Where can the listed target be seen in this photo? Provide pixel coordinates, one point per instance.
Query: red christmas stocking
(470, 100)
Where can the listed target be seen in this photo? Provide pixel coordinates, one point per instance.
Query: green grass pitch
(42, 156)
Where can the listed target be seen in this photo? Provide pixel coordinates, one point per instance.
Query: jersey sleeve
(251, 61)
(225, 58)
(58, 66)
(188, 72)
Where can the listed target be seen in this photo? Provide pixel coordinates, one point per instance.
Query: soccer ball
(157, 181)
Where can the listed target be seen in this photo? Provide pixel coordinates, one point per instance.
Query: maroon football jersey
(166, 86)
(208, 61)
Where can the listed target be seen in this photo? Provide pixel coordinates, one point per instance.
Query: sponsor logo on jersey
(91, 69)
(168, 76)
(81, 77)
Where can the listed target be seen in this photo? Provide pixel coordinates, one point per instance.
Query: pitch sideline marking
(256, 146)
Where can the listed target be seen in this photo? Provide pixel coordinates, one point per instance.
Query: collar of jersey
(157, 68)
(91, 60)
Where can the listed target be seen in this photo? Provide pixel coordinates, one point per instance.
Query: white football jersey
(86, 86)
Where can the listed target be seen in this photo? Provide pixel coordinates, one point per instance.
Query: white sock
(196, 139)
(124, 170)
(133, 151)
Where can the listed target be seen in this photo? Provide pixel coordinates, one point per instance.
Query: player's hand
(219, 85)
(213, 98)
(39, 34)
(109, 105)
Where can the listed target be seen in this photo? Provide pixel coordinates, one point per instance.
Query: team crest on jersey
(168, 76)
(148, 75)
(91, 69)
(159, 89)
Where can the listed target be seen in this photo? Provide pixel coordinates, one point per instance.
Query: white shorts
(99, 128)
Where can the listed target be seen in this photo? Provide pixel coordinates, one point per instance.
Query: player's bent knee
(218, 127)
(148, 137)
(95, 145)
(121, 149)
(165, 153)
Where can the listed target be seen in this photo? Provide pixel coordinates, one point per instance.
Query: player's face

◇ ◇ ◇

In your response, give all the records again with nothing altered.

Where can the listed target be seen in this photo? Provide pixel coordinates, one point per instance.
Query: red christmas stocking
(470, 100)
Where can the listed target be seen in this photo? Provide pixel coordinates, one point per instance.
Query: green grass pitch
(42, 156)
Where can the listed target be seen in this photo? Provide pixel coordinates, one point per instance.
Query: jersey sleeve
(251, 61)
(225, 58)
(58, 66)
(188, 72)
Where can the listed target be seen in this photo? Provide pixel coordinates, one point per instance.
Query: soccer ball
(157, 181)
Where can the listed target be seen in this photo? Provide pixel coordinates, one point per instance.
Query: maroon football jersey
(166, 86)
(208, 61)
Where can the listed target be seen in this photo? Provide pixel coordinates, one point per instance.
Query: sponsor logo on jersey
(91, 69)
(168, 76)
(81, 77)
Where can the listed target be seen in this photo? Provide pixel coordinates, one point per instance.
Query: pitch sideline marking
(256, 146)
Where can the listed target be seen in this photo? Provide pixel coordinates, one point per instance.
Query: collar of jersey
(157, 68)
(91, 60)
Where can the listed target be seen in this photo? Provide pixel coordinates, one point per instance.
Query: white football jersey
(86, 86)
Where can the listed target be seen in this photo? Provide pixel coordinates, one point per instance.
Query: white sock
(196, 139)
(124, 170)
(133, 151)
Where can the listed target be seen in this photo? Provide pixel coordinates, one point per instance.
Query: player's hand
(219, 85)
(213, 98)
(39, 34)
(109, 105)
Where can the listed target be seen in this photo? Provide pixel coordinates, one point per instance.
Query: team crest on jersey
(168, 76)
(148, 75)
(91, 69)
(159, 89)
Where can the listed target be seen in this photo? Provide pixel coordinates, one point per instance.
Query: white shorts
(99, 128)
Where can the listed target be seen in this photo? Provide pixel coordinates, one point per instance.
Query: player's bent knee
(218, 127)
(148, 137)
(95, 145)
(121, 149)
(165, 153)
Where can the listed target be seen in this photo? Provide pixel coordinates, one point per instance.
Query: player's face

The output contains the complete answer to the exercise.